What this task involves = Tally how many lines in the items below contain the string "lapel", matching case exactly, and reply with only that number.

Dataset extract =

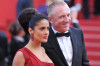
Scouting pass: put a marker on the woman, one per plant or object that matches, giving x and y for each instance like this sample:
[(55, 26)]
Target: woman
[(38, 28)]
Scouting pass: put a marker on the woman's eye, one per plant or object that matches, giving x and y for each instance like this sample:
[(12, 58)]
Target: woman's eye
[(42, 28)]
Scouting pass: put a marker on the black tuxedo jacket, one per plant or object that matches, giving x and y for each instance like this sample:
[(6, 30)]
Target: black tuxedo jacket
[(53, 50)]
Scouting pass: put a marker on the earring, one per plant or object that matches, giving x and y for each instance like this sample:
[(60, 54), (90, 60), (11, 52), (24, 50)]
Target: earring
[(32, 37)]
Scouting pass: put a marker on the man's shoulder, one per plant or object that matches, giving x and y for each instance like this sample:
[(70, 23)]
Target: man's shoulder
[(75, 29)]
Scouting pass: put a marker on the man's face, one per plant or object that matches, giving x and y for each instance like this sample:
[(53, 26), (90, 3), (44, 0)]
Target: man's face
[(60, 18)]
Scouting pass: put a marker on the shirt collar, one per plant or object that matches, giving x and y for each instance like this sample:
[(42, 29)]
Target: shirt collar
[(55, 31)]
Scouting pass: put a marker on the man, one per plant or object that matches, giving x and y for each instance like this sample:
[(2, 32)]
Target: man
[(64, 51)]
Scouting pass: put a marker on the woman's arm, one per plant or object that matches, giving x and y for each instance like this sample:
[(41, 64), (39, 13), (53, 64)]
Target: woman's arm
[(19, 59)]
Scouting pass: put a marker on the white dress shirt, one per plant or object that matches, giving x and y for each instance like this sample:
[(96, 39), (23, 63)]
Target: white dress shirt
[(66, 47)]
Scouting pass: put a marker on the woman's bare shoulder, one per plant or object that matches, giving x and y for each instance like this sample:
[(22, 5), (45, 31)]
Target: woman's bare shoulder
[(19, 59)]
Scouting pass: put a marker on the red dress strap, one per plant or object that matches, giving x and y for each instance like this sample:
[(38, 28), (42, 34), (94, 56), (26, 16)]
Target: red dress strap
[(32, 60)]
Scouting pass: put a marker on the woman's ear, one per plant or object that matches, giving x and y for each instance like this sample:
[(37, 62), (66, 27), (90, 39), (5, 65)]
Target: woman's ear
[(30, 30)]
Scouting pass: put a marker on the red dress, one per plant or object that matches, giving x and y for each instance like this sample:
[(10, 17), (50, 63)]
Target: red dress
[(32, 60)]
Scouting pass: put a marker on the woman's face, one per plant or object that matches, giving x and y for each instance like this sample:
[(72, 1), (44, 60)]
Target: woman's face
[(41, 31)]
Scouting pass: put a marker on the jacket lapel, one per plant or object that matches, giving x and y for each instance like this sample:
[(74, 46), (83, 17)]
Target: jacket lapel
[(74, 44), (56, 46)]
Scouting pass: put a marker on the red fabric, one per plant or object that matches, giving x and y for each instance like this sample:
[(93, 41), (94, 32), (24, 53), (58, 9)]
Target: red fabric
[(32, 60), (78, 1)]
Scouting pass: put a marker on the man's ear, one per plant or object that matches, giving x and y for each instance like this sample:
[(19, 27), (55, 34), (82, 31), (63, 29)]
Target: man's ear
[(30, 30)]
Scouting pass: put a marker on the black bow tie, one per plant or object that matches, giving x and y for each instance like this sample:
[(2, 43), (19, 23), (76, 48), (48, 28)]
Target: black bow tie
[(62, 34)]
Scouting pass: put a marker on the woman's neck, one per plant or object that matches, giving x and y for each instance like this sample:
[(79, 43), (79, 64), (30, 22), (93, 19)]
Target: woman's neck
[(33, 44)]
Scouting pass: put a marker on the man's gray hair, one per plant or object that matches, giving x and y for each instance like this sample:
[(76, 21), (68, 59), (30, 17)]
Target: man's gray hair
[(50, 9)]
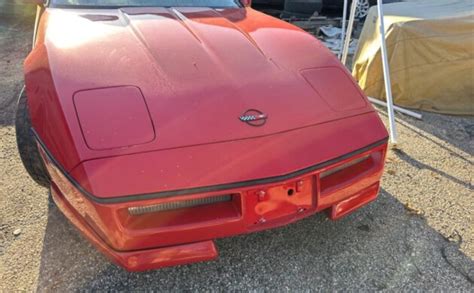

Response = 2